--- start Text segment ---

A complete Greek pension forecast adds four income streams: EFKA main pension (based on insurance years and earnings), ETEAEP supplementary pension (based on notional accounts), private pension plan monthly payouts (from third-pillar contracts), and investment portfolio withdrawals (at the safe withdrawal rate). Together these determine whether your retirement income meets your lifestyle needs.

Example calculation

EFKA: 850 EUR/month. ETEAEP: 120 EUR/month. Private pension: 150 EUR/month. Portfolio 150,000 EUR at 4% SWR: 6,000/year = 500 EUR/month. Total: 1,620 EUR/month. On a pre-retirement salary of 2,500 EUR, the replacement rate is 65%. With the EFKA pension alone: 34%. Private savings add 31 percentage points of replacement.

Tips and considerations

Run this forecast 10 to 15 years before your expected retirement to identify any shortfall early. A gap between your target replacement rate (typically 70% to 80%) and the projected figure is best closed by increasing private savings now. Review every 3 to 5 years as career and income changes affect your EFKA entitlement.

Frequently asked questions

What is the typical replacement rate for a Greek worker retiring at 67?
The replacement rate is the ratio of retirement income to pre-retirement employment income. For a Greek worker with 35 years of contributions at the average wage, the EFKA main pension provides roughly 50% to 60% of their pre-retirement salary. Adding the ETEAEP supplementary pension increases this to perhaps 55% to 65%. Workers who also have private pension savings or an investment portfolio can reach 70% to 85% replacement rates. The EU target for adequate pensions is 70% net replacement. Greece's state pension system alone falls slightly below this for average earners, making private savings important.

--- end Text segment ---
--- start Recorded information ---

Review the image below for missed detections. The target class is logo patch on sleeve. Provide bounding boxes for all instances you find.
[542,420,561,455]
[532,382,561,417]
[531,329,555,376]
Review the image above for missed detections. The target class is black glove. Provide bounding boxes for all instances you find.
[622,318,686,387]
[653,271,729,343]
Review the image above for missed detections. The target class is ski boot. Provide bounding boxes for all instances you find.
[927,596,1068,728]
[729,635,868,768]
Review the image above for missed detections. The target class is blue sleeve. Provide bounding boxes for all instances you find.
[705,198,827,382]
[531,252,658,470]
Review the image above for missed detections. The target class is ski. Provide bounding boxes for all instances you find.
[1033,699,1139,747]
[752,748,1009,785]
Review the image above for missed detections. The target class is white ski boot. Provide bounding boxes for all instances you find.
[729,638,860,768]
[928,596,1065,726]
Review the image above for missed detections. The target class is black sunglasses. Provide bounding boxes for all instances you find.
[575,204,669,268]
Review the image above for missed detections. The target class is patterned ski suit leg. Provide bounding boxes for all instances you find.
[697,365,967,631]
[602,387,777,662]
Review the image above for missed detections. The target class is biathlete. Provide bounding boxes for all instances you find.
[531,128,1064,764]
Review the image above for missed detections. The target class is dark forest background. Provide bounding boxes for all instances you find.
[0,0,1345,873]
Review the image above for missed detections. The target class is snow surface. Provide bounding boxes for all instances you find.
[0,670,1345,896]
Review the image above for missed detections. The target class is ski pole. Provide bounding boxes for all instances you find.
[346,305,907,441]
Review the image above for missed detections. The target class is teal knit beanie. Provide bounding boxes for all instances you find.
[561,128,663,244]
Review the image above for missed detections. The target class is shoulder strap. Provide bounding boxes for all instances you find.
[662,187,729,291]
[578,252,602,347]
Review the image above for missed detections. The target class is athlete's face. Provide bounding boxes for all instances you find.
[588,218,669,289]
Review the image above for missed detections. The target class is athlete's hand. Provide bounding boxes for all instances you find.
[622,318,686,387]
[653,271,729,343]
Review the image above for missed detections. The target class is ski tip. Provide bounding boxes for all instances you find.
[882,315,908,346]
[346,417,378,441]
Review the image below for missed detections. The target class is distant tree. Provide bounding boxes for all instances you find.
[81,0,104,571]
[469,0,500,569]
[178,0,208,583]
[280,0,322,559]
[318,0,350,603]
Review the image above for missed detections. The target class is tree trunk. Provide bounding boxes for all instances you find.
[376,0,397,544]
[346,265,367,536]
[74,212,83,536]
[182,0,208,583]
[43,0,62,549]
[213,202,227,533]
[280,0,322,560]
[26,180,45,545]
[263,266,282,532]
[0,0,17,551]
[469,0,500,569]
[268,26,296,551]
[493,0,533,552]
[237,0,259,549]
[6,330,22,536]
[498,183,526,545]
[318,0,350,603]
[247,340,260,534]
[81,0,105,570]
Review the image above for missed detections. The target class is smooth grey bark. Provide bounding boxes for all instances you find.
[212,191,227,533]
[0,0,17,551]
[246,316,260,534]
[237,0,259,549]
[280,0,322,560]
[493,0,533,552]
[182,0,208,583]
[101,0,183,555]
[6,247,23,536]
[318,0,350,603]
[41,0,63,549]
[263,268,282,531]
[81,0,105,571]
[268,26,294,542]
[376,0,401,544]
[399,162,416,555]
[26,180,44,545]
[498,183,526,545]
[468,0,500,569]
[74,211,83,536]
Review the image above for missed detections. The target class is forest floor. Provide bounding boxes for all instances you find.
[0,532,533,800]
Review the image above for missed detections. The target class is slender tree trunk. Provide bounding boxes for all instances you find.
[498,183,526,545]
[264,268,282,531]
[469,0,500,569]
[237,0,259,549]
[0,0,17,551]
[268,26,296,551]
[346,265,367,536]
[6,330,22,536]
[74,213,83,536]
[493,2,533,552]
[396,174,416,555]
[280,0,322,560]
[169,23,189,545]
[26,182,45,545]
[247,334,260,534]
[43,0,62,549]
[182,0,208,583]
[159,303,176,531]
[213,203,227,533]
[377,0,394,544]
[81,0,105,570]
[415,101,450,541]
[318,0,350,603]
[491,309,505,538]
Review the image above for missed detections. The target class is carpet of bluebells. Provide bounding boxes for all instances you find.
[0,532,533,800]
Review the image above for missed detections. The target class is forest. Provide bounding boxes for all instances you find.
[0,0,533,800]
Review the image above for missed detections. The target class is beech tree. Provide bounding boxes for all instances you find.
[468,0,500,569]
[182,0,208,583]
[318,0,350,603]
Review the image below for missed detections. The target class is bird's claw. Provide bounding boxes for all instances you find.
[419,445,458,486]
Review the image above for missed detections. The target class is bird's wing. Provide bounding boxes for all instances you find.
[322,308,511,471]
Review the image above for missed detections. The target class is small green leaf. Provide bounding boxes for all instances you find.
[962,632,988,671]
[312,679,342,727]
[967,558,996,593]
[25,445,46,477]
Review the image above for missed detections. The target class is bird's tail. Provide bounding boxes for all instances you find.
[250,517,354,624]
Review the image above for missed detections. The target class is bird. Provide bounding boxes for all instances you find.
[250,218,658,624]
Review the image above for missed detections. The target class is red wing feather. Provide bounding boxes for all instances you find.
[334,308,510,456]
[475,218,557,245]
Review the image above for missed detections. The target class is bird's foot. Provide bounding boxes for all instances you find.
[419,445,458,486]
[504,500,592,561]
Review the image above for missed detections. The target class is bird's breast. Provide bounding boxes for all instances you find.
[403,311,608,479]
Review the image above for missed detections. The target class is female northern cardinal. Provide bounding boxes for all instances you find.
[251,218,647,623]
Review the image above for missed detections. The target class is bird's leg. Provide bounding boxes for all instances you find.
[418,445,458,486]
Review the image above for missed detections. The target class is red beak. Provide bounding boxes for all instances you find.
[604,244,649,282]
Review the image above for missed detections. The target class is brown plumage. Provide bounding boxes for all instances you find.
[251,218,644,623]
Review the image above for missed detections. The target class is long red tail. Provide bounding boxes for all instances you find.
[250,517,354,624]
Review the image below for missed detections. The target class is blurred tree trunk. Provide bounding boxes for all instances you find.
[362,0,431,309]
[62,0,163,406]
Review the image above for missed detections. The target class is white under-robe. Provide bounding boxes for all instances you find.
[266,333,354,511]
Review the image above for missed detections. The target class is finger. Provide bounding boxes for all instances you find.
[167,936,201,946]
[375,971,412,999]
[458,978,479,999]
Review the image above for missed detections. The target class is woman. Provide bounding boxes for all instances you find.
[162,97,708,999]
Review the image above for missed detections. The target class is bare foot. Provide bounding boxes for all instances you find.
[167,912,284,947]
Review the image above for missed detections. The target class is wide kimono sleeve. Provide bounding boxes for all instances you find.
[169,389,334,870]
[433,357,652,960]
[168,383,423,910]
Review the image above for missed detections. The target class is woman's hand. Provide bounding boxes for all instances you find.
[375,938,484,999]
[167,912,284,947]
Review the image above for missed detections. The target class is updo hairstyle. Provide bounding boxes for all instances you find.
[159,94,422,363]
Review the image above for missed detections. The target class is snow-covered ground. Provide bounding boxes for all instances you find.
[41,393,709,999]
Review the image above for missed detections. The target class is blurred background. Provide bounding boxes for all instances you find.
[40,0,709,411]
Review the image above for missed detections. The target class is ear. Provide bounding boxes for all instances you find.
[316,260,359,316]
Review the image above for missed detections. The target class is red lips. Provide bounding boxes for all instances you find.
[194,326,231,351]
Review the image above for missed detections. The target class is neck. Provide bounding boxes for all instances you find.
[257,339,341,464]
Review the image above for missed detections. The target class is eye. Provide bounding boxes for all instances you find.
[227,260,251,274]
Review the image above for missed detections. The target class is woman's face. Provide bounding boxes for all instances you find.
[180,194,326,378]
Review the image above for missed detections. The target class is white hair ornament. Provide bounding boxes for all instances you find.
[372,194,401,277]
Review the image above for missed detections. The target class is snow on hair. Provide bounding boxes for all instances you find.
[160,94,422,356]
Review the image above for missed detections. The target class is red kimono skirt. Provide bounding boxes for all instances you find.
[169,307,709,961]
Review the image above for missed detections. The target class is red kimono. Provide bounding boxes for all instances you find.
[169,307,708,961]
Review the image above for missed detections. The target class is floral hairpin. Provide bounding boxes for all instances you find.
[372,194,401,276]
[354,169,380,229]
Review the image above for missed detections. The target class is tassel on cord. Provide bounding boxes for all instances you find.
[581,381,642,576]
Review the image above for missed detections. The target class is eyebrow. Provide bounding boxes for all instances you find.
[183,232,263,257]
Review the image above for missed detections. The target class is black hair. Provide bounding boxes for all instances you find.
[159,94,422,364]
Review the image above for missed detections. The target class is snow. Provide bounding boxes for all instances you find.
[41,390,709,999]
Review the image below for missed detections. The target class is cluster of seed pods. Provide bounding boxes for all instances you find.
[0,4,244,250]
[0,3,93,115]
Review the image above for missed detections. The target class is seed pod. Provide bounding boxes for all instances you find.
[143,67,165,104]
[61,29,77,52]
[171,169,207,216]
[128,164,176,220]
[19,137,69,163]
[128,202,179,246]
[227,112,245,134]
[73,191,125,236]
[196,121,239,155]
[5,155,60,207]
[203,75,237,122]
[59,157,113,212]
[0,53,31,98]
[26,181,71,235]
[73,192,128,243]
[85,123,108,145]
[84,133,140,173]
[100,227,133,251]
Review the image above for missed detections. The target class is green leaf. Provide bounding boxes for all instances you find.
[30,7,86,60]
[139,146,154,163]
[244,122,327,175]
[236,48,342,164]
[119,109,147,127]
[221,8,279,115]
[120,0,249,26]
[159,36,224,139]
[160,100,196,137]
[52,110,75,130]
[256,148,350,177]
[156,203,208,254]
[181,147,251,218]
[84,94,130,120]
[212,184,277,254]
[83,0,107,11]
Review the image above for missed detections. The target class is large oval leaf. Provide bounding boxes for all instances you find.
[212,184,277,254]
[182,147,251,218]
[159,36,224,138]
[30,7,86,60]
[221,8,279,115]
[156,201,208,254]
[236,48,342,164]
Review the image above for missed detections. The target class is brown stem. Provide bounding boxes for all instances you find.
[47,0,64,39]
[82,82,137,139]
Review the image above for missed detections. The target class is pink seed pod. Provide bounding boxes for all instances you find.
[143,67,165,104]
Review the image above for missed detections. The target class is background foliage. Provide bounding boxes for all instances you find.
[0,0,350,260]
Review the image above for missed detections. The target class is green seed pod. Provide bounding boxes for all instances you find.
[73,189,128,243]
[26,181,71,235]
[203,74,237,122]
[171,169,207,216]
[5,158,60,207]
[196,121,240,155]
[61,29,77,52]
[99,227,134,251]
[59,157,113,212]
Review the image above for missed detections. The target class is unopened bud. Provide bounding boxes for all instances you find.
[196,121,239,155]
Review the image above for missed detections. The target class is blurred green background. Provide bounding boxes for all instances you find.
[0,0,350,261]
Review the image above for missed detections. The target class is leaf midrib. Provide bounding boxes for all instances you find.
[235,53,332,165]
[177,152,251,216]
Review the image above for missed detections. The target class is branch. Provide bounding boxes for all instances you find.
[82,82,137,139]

--- end Recorded information ---

Extend the text on Greek pension forecasting, picking up right after its final sentence.

How are pension incomes taxed together in Greece?
All pension income (EFKA, ETEAEP, and private pension annuities) is aggregated and taxed under the same 5-bracket progressive income tax system as employment income (9% to 44%). The resident tax credit of up to 777 EUR applies. A healthcare contribution of 6% is also withheld from pension income by EFKA. Private pension annuity payments from authorised Greek insurers are added to the pension total and taxed at the same rates. Investment portfolio withdrawals (by selling ETF units or receiving dividends) are taxed at their own flat rates (15% CGT, 5% dividends) separately from pension income.
When does ETEAEP supplementary pension start and how is it paid?
The ETEAEP supplementary pension is typically paid from the same date as the EFKA main pension (age 62 or 67 depending on eligibility). It is paid monthly alongside the EFKA main pension, usually to the same bank account. The ETEAEP notional account balance accumulated during your working life is converted into a monthly annuity using an actuarial divisor set by ETEAEP. You cannot take the ETEAEP supplementary pension as a lump sum; it is always paid as a monthly income.
Can I receive both a Greek EFKA pension and a foreign pension?
Yes, Greek residents can receive both EFKA and a foreign pension (for example from a former job in Germany, the UK, or another EU country). EU Regulation 883/2004 coordinates social security rights across EU member states, allowing pension rights accumulated in different countries to be totalled for eligibility purposes. Each country pays its proportional share of the pension. Foreign pensions received by Greek residents are declared on Form E1 and taxed in Greece (with a credit for any foreign tax withheld). The 7% flat tax regime for qualifying foreign retirees (Article 5A) is an option worth exploring if the foreign pension is substantial.